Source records
START

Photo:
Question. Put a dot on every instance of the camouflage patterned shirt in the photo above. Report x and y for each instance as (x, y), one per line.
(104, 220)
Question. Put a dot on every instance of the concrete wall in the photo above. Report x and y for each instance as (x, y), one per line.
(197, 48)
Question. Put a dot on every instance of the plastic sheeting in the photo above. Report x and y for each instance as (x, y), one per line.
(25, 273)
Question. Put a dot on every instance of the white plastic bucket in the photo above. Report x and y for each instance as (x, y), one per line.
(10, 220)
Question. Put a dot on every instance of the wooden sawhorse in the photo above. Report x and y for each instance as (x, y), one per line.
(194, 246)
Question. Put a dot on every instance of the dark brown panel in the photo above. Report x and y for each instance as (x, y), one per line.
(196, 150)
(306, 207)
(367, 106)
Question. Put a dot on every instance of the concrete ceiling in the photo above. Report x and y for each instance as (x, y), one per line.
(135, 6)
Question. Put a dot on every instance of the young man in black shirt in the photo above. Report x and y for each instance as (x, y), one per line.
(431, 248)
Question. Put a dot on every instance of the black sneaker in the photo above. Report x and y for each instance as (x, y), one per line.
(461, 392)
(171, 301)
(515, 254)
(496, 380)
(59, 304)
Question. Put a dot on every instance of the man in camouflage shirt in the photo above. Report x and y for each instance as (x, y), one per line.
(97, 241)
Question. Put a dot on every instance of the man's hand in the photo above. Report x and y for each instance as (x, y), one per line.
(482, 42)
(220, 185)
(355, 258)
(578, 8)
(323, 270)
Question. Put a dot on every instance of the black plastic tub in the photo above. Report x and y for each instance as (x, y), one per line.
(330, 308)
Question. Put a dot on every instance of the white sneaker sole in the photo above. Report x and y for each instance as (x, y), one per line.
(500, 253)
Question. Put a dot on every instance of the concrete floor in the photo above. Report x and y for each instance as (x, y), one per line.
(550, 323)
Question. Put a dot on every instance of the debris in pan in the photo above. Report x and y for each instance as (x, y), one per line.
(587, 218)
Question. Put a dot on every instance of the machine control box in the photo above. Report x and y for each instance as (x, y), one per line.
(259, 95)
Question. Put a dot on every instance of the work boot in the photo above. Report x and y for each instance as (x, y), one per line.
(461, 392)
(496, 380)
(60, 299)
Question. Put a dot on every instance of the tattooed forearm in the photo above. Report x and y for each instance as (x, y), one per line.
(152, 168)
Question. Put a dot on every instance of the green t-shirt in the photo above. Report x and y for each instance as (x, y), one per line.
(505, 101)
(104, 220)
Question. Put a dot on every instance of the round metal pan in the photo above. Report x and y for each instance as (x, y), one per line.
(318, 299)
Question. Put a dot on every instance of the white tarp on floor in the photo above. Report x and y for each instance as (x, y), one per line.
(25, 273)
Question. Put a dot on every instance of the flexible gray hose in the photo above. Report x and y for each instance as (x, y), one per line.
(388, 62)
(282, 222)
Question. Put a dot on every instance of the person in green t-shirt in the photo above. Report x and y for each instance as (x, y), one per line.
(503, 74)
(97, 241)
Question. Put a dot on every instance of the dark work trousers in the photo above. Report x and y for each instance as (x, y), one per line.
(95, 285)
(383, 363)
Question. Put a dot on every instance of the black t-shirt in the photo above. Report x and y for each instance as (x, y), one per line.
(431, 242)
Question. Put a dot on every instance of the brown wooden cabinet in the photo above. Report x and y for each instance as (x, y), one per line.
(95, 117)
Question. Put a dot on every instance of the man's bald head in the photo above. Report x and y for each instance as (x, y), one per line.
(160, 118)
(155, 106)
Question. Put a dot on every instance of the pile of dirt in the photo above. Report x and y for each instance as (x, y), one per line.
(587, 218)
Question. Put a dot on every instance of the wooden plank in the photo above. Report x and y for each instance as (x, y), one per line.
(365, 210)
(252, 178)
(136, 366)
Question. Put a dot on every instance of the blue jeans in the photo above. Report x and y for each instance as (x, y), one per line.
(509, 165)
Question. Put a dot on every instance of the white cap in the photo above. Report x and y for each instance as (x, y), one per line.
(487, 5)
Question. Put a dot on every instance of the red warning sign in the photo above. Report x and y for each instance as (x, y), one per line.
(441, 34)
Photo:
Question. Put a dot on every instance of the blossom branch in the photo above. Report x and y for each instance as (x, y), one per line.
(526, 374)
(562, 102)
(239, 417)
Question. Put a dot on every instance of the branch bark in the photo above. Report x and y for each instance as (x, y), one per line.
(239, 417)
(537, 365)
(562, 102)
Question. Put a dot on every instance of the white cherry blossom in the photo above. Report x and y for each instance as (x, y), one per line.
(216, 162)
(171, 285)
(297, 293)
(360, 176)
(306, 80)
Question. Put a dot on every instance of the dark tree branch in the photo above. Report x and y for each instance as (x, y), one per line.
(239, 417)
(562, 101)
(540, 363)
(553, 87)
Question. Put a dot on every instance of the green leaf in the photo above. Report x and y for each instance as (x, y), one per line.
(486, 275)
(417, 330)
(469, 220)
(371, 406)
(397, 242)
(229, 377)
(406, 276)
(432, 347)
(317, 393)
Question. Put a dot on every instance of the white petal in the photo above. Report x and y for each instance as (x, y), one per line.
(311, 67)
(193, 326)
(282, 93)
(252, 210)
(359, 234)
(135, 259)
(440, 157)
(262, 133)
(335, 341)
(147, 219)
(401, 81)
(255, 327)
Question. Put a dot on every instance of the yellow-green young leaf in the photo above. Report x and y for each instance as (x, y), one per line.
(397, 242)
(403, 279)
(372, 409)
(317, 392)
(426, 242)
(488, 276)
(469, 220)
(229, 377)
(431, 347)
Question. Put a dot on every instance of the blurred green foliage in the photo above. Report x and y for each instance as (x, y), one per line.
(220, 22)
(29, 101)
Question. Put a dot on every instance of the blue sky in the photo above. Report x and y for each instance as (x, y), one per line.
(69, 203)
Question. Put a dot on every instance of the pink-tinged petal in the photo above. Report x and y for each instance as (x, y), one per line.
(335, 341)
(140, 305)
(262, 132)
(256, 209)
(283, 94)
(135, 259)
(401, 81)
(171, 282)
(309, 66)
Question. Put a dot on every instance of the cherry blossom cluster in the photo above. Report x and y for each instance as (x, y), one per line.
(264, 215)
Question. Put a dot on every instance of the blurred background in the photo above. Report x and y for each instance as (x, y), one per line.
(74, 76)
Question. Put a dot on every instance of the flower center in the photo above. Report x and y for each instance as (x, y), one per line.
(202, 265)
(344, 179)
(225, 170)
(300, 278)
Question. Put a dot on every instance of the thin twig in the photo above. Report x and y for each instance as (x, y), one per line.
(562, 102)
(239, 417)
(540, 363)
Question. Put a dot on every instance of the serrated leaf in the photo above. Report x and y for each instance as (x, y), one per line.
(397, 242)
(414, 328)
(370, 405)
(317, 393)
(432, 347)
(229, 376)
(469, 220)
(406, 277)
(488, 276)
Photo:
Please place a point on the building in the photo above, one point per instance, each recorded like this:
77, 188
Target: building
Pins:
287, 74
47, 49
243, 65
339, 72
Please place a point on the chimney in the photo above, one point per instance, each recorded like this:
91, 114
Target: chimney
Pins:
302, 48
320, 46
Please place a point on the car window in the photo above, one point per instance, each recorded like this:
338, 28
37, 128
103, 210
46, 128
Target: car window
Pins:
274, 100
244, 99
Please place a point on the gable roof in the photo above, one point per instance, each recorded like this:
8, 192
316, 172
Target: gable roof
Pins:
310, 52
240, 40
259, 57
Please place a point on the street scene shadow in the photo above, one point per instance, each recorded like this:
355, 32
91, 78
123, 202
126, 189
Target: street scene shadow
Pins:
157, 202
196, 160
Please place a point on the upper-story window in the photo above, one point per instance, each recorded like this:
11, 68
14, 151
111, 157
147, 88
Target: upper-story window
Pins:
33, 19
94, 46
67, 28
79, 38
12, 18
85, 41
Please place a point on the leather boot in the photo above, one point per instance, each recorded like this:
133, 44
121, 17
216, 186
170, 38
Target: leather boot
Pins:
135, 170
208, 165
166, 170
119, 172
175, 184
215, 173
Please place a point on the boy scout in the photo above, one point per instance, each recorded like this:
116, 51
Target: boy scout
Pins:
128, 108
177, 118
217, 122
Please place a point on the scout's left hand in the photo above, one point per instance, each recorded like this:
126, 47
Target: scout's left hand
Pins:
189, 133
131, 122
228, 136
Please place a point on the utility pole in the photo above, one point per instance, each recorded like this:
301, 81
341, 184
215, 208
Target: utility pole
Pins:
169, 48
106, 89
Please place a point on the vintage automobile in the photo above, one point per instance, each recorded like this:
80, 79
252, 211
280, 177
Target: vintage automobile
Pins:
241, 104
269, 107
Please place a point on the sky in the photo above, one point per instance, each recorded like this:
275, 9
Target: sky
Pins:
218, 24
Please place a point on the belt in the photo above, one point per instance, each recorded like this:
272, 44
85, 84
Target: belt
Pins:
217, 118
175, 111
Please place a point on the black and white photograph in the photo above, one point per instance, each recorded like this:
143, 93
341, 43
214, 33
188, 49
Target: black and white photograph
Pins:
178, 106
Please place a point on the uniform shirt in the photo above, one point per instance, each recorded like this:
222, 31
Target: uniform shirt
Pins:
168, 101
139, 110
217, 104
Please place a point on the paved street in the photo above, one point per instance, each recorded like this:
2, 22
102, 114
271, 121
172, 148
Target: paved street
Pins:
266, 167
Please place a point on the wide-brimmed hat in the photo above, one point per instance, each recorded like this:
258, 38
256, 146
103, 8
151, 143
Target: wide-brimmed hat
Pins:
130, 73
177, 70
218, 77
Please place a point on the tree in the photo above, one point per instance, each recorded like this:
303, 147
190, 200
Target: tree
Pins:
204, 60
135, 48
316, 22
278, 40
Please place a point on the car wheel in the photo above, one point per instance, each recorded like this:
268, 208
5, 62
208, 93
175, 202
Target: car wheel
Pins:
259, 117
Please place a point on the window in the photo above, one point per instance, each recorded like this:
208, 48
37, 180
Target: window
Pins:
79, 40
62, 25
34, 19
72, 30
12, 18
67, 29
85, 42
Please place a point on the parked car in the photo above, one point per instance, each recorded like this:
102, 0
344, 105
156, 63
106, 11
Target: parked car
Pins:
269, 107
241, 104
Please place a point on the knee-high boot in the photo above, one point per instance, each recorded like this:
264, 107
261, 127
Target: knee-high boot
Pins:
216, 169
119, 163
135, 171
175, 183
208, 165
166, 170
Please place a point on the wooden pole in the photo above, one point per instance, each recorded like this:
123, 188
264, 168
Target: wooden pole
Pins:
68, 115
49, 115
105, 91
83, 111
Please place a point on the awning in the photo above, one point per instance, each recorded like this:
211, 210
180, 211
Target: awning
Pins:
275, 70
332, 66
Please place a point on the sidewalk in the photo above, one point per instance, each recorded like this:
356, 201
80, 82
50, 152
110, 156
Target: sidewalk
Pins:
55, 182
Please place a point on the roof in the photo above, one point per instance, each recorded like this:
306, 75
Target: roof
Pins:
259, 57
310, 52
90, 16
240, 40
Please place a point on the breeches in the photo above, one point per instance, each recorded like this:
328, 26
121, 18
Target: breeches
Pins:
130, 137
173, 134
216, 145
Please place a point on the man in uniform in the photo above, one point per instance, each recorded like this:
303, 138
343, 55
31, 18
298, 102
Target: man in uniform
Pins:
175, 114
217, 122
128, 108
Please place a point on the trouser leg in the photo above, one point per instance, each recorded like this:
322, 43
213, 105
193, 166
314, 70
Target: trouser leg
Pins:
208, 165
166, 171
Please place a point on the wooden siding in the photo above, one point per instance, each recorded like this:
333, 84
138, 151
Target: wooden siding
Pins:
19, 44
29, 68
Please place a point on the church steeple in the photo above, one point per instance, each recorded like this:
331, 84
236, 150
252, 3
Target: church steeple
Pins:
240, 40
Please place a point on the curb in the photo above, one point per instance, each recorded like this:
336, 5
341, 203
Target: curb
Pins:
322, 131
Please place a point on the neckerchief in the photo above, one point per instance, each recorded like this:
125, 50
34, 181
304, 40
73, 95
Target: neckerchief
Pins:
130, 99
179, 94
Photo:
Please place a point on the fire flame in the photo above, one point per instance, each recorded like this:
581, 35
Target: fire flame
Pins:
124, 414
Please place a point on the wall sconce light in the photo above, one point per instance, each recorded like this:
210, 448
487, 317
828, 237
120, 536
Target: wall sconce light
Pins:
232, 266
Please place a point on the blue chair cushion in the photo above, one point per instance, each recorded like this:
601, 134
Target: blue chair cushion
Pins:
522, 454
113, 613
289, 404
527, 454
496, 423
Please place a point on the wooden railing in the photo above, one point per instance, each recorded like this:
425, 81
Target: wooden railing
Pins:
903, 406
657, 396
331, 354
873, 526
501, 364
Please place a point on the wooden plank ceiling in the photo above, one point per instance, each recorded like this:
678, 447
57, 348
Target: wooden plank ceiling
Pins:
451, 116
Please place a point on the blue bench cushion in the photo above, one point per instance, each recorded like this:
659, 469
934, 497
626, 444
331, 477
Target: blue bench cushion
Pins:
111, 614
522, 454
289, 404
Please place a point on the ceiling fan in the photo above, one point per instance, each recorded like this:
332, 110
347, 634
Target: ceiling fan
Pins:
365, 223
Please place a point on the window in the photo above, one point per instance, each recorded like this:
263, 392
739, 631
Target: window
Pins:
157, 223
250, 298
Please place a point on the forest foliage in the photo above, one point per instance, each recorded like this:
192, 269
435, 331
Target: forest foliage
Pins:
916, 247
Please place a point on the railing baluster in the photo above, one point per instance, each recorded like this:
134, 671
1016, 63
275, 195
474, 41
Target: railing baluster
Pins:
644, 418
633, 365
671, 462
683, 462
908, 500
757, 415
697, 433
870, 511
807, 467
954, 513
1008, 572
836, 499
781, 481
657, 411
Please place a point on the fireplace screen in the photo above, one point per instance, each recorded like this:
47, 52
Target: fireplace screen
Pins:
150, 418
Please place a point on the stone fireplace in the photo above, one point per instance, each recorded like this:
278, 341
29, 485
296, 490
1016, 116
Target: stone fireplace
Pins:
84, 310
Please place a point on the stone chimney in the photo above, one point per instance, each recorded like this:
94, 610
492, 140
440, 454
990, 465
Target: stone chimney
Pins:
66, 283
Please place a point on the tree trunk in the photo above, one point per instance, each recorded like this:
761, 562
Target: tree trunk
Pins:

END

*Given request*
Extract, unchanged, the closing run of lines that opens with the line containing "Please place a point on the fireplace" and ends with the last line.

*Written reply*
Please place a point on the fireplace screen in the photo above, one point per instance, each recorded like this:
47, 52
Target: fireplace screen
Pins:
150, 418
Please place a point on the stone fireplace in the photo above, one point per instance, each recorded like this:
278, 341
29, 485
296, 490
1016, 116
Target: stone fireplace
Pins:
84, 310
Please place a point on the stone chimney in the photo above, one point per instance, each recorded like this:
94, 610
492, 140
440, 454
990, 465
Target: stone chimney
Pins:
66, 283
Please place a point on the tree trunk in the photo above, one point per instance, each recorded like this:
761, 562
Target: tree trunk
Pins:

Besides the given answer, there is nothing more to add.